++++ The records
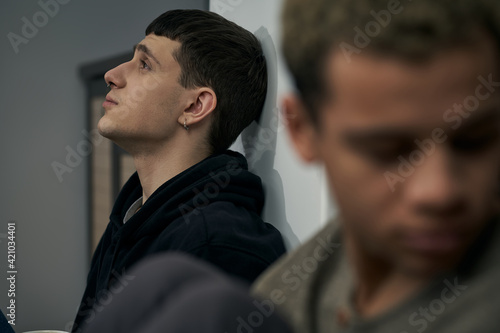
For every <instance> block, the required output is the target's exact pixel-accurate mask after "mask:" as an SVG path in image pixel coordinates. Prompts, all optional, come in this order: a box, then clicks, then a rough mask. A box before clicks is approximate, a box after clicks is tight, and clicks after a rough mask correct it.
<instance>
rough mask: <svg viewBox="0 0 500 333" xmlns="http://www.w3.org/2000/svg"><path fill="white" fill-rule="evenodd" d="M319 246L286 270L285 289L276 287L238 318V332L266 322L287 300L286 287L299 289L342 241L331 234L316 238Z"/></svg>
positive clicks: (244, 332)
mask: <svg viewBox="0 0 500 333" xmlns="http://www.w3.org/2000/svg"><path fill="white" fill-rule="evenodd" d="M316 242H317V246H316V247H315V248H314V250H313V251H312V255H311V256H308V257H305V258H304V259H303V260H302V261H301V262H300V263H299V264H293V265H292V266H291V267H290V269H288V270H286V271H285V272H284V273H283V274H282V275H281V279H282V281H283V283H284V287H283V289H278V288H276V289H274V290H272V291H271V293H270V295H269V296H270V297H269V299H264V300H254V302H253V305H254V307H255V310H254V311H252V312H250V313H249V314H248V315H246V316H245V318H243V317H241V316H239V317H237V318H236V322H237V323H238V327H237V329H236V332H237V333H253V332H254V331H255V330H256V329H258V328H259V327H261V326H262V325H263V324H264V321H265V319H266V318H269V317H270V316H271V315H272V314H274V313H275V311H276V308H277V306H279V305H281V304H283V303H285V302H286V300H287V297H286V295H285V292H284V289H290V290H291V291H297V290H298V289H299V288H300V286H301V285H302V284H303V283H304V282H305V281H307V280H308V279H309V277H310V276H311V275H312V274H313V273H314V272H315V271H316V270H317V269H318V267H319V264H320V263H321V262H323V261H325V260H327V259H328V258H330V256H331V255H332V254H333V253H335V251H336V250H337V249H339V248H340V246H341V244H340V243H335V242H333V241H332V237H331V235H328V236H326V237H317V238H316Z"/></svg>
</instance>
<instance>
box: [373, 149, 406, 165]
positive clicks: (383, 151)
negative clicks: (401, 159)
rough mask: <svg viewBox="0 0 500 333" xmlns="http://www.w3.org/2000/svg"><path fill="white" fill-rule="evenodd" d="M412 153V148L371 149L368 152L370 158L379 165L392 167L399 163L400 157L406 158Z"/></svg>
mask: <svg viewBox="0 0 500 333" xmlns="http://www.w3.org/2000/svg"><path fill="white" fill-rule="evenodd" d="M410 153H411V148H410V147H398V148H391V149H369V150H367V151H366V154H367V155H368V157H369V158H370V159H371V160H373V161H375V162H376V163H378V164H383V165H392V164H397V163H399V159H398V157H400V156H402V157H406V156H408V155H409V154H410Z"/></svg>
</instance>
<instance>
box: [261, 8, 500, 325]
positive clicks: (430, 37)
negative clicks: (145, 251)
mask: <svg viewBox="0 0 500 333" xmlns="http://www.w3.org/2000/svg"><path fill="white" fill-rule="evenodd" d="M499 16H500V6H499V3H498V1H495V0H491V1H489V0H480V1H478V0H463V1H462V0H455V1H435V0H419V1H413V2H410V1H401V2H400V1H393V0H389V1H388V0H383V1H381V0H350V1H347V0H311V1H307V2H306V1H302V0H286V1H285V7H284V12H283V20H284V23H283V52H284V56H285V58H286V61H287V64H288V66H289V68H290V70H291V73H292V75H293V78H294V79H295V83H296V88H297V91H296V92H295V93H294V94H292V95H290V96H289V97H287V98H286V100H285V102H284V108H285V111H284V112H285V114H286V116H287V117H286V118H287V119H288V125H287V127H288V131H289V134H290V136H291V138H292V141H293V144H294V146H295V149H296V151H297V152H298V154H299V155H300V156H301V157H302V159H303V160H305V161H306V162H311V163H314V162H319V163H322V164H324V165H325V168H326V172H327V175H328V179H329V184H330V188H331V190H332V192H333V193H334V194H335V197H336V199H337V202H338V206H339V210H340V215H339V219H338V221H335V222H332V223H329V224H328V225H327V226H326V227H325V228H324V229H323V230H321V231H320V232H319V233H318V234H317V235H316V236H315V237H313V238H312V239H311V240H310V241H308V242H307V243H305V244H303V245H302V246H301V247H300V248H299V249H297V250H296V251H295V252H294V253H293V254H291V255H289V256H287V257H285V258H283V259H281V260H280V261H279V262H278V263H276V264H275V265H274V266H273V267H272V268H271V269H270V270H269V271H267V272H266V273H265V274H264V276H262V277H261V278H260V279H259V280H258V281H257V283H256V285H255V288H254V290H255V293H256V294H257V295H259V296H260V297H261V298H263V299H265V300H268V301H269V302H268V305H269V307H277V308H278V310H279V311H280V312H281V313H282V314H283V315H284V316H285V318H287V319H288V320H289V322H290V323H292V324H293V327H294V328H295V331H296V332H300V333H307V332H344V331H349V332H380V333H387V332H397V333H404V332H406V333H412V332H418V333H422V332H440V333H446V332H453V333H456V332H481V333H484V332H497V331H498V327H500V316H499V315H498V314H499V313H498V311H499V310H498V309H499V308H500V290H499V289H498V288H497V281H499V279H500V265H499V262H500V228H499V227H498V223H499V208H498V202H499V185H500V179H499V173H500V172H499V171H500V66H499V65H500V61H499V59H500V53H499V51H500V19H499Z"/></svg>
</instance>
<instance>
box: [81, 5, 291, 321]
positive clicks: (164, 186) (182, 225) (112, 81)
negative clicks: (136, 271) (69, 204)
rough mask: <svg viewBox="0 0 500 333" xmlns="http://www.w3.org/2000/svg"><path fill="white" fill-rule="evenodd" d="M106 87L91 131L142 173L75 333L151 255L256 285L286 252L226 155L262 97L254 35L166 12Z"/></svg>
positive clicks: (225, 19)
mask: <svg viewBox="0 0 500 333" xmlns="http://www.w3.org/2000/svg"><path fill="white" fill-rule="evenodd" d="M105 80H106V83H107V84H108V86H109V87H110V88H111V91H110V92H109V94H108V95H107V97H106V101H105V102H104V104H103V106H104V109H105V114H104V116H103V117H102V118H101V119H100V121H99V124H98V129H99V131H100V133H101V134H102V135H103V136H104V137H106V138H108V139H110V140H112V141H114V142H115V143H116V144H118V145H119V146H121V147H122V148H123V149H125V150H126V151H128V152H129V153H130V154H131V155H132V157H133V158H134V163H135V167H136V169H137V173H135V174H134V175H132V177H131V178H130V179H129V180H128V182H127V183H126V184H125V185H124V187H123V189H122V190H121V192H120V194H119V196H118V198H117V200H116V203H115V205H114V207H113V211H112V212H111V216H110V223H109V225H108V227H107V229H106V231H105V233H104V235H103V237H102V239H101V241H100V243H99V245H98V247H97V249H96V252H95V253H94V256H93V259H92V264H91V268H90V272H89V275H88V281H87V288H86V290H85V293H84V295H83V299H82V303H81V305H80V309H79V311H78V315H77V318H76V320H75V324H74V326H73V331H76V330H78V329H79V327H80V326H81V324H82V323H86V322H90V321H92V320H93V318H94V317H95V314H96V312H99V311H100V308H102V306H104V305H105V304H107V302H108V301H109V297H112V294H113V292H114V291H113V290H116V286H117V285H118V284H119V283H126V280H127V278H129V277H128V276H127V271H128V269H129V268H130V267H131V266H132V265H134V264H135V263H137V262H138V261H139V260H141V259H143V258H144V257H147V256H149V255H151V254H153V253H157V252H163V251H171V252H182V253H187V254H190V255H192V256H195V257H198V258H201V259H204V260H205V261H207V262H210V263H211V264H214V265H215V266H218V267H219V268H220V269H222V270H223V271H224V272H226V273H229V274H230V275H233V276H237V277H239V278H241V279H243V280H246V281H247V282H251V281H253V280H254V279H255V278H256V277H257V276H258V275H259V274H260V273H261V272H262V271H263V270H264V269H265V268H266V267H267V266H269V265H270V264H271V263H272V262H273V261H275V260H276V259H277V258H278V257H279V256H281V255H282V254H283V253H284V252H285V248H284V244H283V241H282V238H281V235H280V233H279V232H278V231H277V230H276V229H275V228H274V227H272V226H271V225H270V224H267V223H264V222H263V221H262V220H261V218H260V214H261V212H262V208H263V204H264V193H263V188H262V184H261V181H260V179H259V178H258V177H257V176H255V175H253V174H252V173H250V172H249V171H248V170H247V163H246V160H245V158H244V157H243V156H242V155H240V154H238V153H235V152H231V151H228V150H227V149H228V147H229V146H230V145H231V144H232V143H233V142H234V141H235V139H236V138H237V136H238V135H239V133H240V132H241V131H242V130H243V129H244V128H245V127H246V126H248V125H249V124H250V123H251V122H252V121H253V120H256V119H258V118H259V115H260V112H261V110H262V107H263V104H264V100H265V97H266V92H267V72H266V62H265V58H264V56H263V54H262V48H261V46H260V43H259V42H258V40H257V39H256V38H255V36H253V35H252V34H251V33H250V32H248V31H246V30H244V29H243V28H241V27H239V26H237V25H236V24H234V23H232V22H230V21H228V20H226V19H224V18H222V17H221V16H219V15H217V14H215V13H210V12H205V11H199V10H174V11H169V12H166V13H164V14H163V15H161V16H160V17H158V18H157V19H156V20H154V21H153V22H152V23H151V24H150V25H149V26H148V28H147V29H146V37H145V38H144V40H142V41H141V42H140V43H139V44H137V45H136V46H135V53H134V57H133V59H132V60H130V61H129V62H126V63H124V64H121V65H120V66H118V67H116V68H114V69H112V70H110V71H109V72H107V73H106V75H105Z"/></svg>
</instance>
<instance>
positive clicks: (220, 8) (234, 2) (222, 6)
mask: <svg viewBox="0 0 500 333" xmlns="http://www.w3.org/2000/svg"><path fill="white" fill-rule="evenodd" d="M243 2H244V0H215V1H214V2H213V9H212V10H213V11H215V12H217V13H219V14H220V15H223V14H224V13H226V12H232V11H234V9H235V8H236V7H238V6H240V5H241V4H242V3H243Z"/></svg>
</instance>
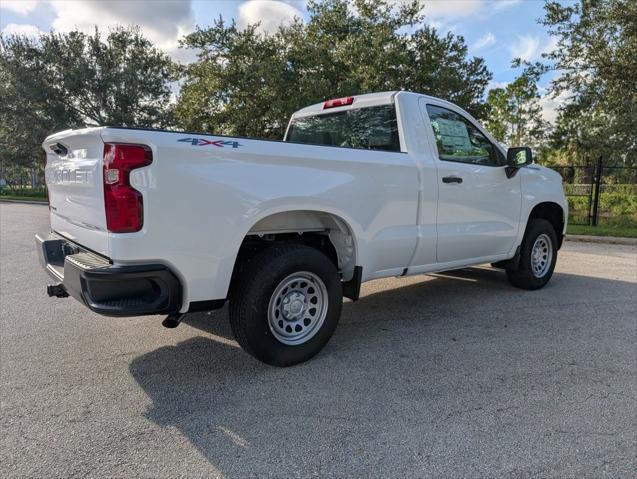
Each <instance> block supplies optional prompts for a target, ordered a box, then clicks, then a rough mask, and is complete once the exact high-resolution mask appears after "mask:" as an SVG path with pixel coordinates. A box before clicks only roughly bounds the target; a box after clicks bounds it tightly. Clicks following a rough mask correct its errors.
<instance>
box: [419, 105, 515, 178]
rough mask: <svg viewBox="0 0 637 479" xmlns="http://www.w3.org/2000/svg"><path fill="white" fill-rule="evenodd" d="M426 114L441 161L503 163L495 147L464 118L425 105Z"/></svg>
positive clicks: (504, 162) (457, 114)
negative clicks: (431, 130)
mask: <svg viewBox="0 0 637 479" xmlns="http://www.w3.org/2000/svg"><path fill="white" fill-rule="evenodd" d="M427 113H428V114H429V120H430V121H431V126H432V128H433V130H434V136H435V137H436V146H437V147H438V157H439V158H440V159H441V160H443V161H456V162H460V163H472V164H477V165H485V166H502V165H504V163H505V161H504V158H503V156H502V154H500V152H499V151H498V149H497V148H496V147H495V146H494V145H493V144H492V143H491V142H490V141H489V140H488V139H487V137H486V136H484V135H483V134H482V133H480V131H479V130H478V129H477V128H476V127H475V126H474V125H473V124H472V123H471V122H470V121H469V120H467V119H466V118H465V117H463V116H462V115H459V114H458V113H456V112H454V111H451V110H448V109H446V108H442V107H439V106H434V105H427Z"/></svg>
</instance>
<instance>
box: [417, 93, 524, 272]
mask: <svg viewBox="0 0 637 479" xmlns="http://www.w3.org/2000/svg"><path fill="white" fill-rule="evenodd" d="M421 106H422V107H423V110H424V111H423V114H425V115H426V118H427V117H428V118H429V120H430V121H429V122H427V121H426V122H425V123H426V126H427V128H428V129H429V130H430V131H429V132H428V134H430V135H432V136H433V140H434V141H431V142H430V143H431V144H432V147H433V148H435V149H436V151H435V152H434V153H435V159H436V167H437V177H438V188H439V189H438V212H437V219H436V228H437V236H438V240H437V246H436V258H437V261H438V263H449V262H461V261H464V260H474V259H479V258H487V257H492V256H497V255H504V254H507V253H509V252H510V251H511V250H512V248H513V246H514V244H515V241H516V239H517V233H518V227H519V218H520V207H521V201H522V197H521V192H520V177H521V175H515V176H514V177H513V178H507V176H506V173H505V171H504V169H505V163H506V159H505V157H504V155H503V154H502V152H501V151H500V149H499V148H498V147H497V146H496V145H495V144H493V143H492V142H491V141H490V140H489V139H488V138H487V136H486V135H485V134H484V133H483V132H482V131H481V130H480V129H479V128H478V127H477V126H476V124H474V123H473V121H471V120H469V118H468V117H466V116H465V115H463V114H462V113H461V112H460V111H455V110H452V109H450V108H448V107H447V106H446V105H445V107H443V106H440V105H436V104H432V103H431V102H426V103H425V102H424V101H423V103H421ZM467 262H472V261H467Z"/></svg>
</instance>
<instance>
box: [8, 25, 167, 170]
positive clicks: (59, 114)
mask: <svg viewBox="0 0 637 479" xmlns="http://www.w3.org/2000/svg"><path fill="white" fill-rule="evenodd" d="M177 73H178V72H177V70H176V67H175V65H174V64H173V62H172V61H171V60H170V58H169V57H168V56H167V55H166V54H164V53H163V52H161V51H160V50H158V49H157V48H155V47H153V45H152V44H151V43H150V42H149V41H148V40H146V39H145V38H144V37H143V36H142V35H141V34H140V33H139V31H138V29H135V28H130V29H124V28H117V29H114V30H112V31H110V32H109V33H108V34H106V35H103V34H101V33H100V32H99V31H97V30H95V32H94V33H93V34H92V35H88V34H85V33H81V32H71V33H65V34H55V33H49V34H44V35H41V36H40V37H39V38H37V39H31V38H27V37H23V36H8V37H1V36H0V97H1V98H2V101H1V102H0V161H1V162H2V164H3V167H4V171H5V172H6V171H7V170H8V165H9V164H11V165H28V166H32V165H34V164H35V162H36V161H37V160H38V159H39V158H41V157H42V151H41V148H40V144H41V143H42V141H43V140H44V138H45V137H46V136H47V135H49V134H51V133H53V132H55V131H58V130H63V129H67V128H77V127H82V126H95V125H125V126H167V125H170V124H171V123H172V106H171V101H170V97H171V89H170V82H172V81H175V80H176V79H177ZM4 174H6V173H4Z"/></svg>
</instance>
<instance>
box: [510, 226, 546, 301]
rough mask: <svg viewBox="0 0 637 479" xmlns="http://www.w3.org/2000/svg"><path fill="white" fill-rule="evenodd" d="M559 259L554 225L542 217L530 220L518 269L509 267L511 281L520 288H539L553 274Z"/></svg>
mask: <svg viewBox="0 0 637 479" xmlns="http://www.w3.org/2000/svg"><path fill="white" fill-rule="evenodd" d="M556 261H557V235H556V234H555V230H554V229H553V225H552V224H551V223H549V222H548V221H546V220H544V219H541V218H534V219H531V220H529V224H528V226H527V229H526V232H525V234H524V239H523V240H522V245H521V247H520V262H519V264H518V267H517V268H516V269H510V268H509V269H507V270H506V272H507V278H508V279H509V282H510V283H511V284H512V285H513V286H516V287H518V288H523V289H539V288H542V287H543V286H544V285H546V283H548V282H549V280H550V279H551V276H553V270H554V269H555V262H556Z"/></svg>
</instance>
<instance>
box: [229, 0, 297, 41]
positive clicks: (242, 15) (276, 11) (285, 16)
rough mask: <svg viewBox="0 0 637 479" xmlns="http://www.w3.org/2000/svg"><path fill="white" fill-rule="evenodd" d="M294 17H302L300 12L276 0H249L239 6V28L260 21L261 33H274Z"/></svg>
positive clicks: (292, 19) (289, 5)
mask: <svg viewBox="0 0 637 479" xmlns="http://www.w3.org/2000/svg"><path fill="white" fill-rule="evenodd" d="M294 17H299V18H303V17H302V14H301V12H300V11H299V10H298V9H297V8H294V7H293V6H292V5H289V4H287V3H284V2H280V1H276V0H249V1H247V2H244V3H242V4H241V5H240V6H239V19H238V20H237V25H238V26H239V28H245V27H246V26H248V25H252V24H255V23H258V22H261V25H260V26H259V29H260V30H261V31H262V32H263V33H274V32H276V30H277V29H278V28H279V27H280V26H281V25H284V24H289V23H291V22H292V21H293V20H294Z"/></svg>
++++++++
Once you find the line with "negative clicks: (401, 159)" above, print it and every line after it up to and including the line with "positive clicks: (430, 37)", exactly as written and nothing else.

negative clicks: (401, 159)
rough mask: <svg viewBox="0 0 500 333" xmlns="http://www.w3.org/2000/svg"><path fill="white" fill-rule="evenodd" d="M412 153V148L371 149L368 152L370 158L379 165L392 167L399 163L400 157L406 158Z"/></svg>
mask: <svg viewBox="0 0 500 333" xmlns="http://www.w3.org/2000/svg"><path fill="white" fill-rule="evenodd" d="M410 153H411V148H410V147H398V148H391V149H369V150H367V151H366V154H367V155H368V157H369V158H370V159H371V160H373V161H375V162H376V163H378V164H383V165H392V164H397V163H399V159H398V157H400V156H402V157H406V156H408V155H409V154H410Z"/></svg>
</instance>
<instance>
box: [261, 8, 500, 325]
positive clicks: (430, 37)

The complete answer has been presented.